#### Data excerpts
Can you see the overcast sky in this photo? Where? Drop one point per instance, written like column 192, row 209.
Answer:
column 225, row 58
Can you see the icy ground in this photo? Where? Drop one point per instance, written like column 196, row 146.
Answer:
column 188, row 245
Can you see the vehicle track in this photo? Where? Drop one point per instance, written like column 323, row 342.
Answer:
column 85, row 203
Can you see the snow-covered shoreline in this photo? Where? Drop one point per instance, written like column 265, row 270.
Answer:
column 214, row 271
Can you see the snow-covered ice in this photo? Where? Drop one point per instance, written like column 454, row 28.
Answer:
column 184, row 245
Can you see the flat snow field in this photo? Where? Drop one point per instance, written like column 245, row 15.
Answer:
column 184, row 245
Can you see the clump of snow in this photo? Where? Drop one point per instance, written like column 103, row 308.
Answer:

#### Stated exercise
Would you reproduce the material above in full, exactly as given?

#### Output for this exercise
Can you see the overcast sky in this photo? Where? Drop one point per instance, written like column 192, row 209.
Answer:
column 225, row 58
Can you see the icy ground in this photo? Where? Drop one point per instance, written like column 196, row 146.
Answer:
column 188, row 245
Can you see the vehicle track in this photo? Where? Drop one point per instance, written like column 323, row 342.
Answer:
column 85, row 203
Can you see the snow-covered shoreline in this photo? Where? Drop one point per instance, written like column 265, row 270.
Answer:
column 214, row 271
Can you see the snow-covered ice in this photo? Where? Drop one point per instance, written like column 454, row 28.
Answer:
column 184, row 245
Can you see the flat snow field in this photo? Where? Drop one point per instance, written like column 245, row 15.
Answer:
column 184, row 245
Can you see the clump of snow in this photo? Where? Drop one point per instance, written like column 103, row 308.
Answer:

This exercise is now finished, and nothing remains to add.